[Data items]
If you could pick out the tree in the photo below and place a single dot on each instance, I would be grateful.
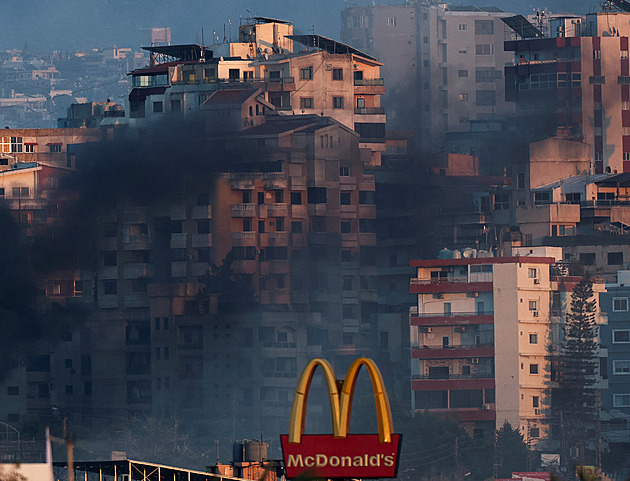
(511, 451)
(576, 397)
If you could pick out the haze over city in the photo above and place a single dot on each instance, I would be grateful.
(214, 212)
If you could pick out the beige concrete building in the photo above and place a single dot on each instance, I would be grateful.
(480, 334)
(444, 60)
(578, 84)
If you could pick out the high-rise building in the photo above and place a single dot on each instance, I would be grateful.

WHAT IS BEING ASKED —
Retype all the data exactly; skip the pictures.

YOUR RESPONSE —
If you could pick out the tree in the photo below and place a single dot on each instance, I would be grateful.
(511, 451)
(576, 397)
If you could pick out the haze over city in the photo above and place a single dot on each instance, I would be grateful.
(214, 212)
If you could pick out the beige concrete building in the photo above and place a single dot on each instance, I would be grateful.
(480, 334)
(444, 60)
(578, 84)
If you could pick out the high-rise building in the photo above and place a single dot on each instance, I would be grateful.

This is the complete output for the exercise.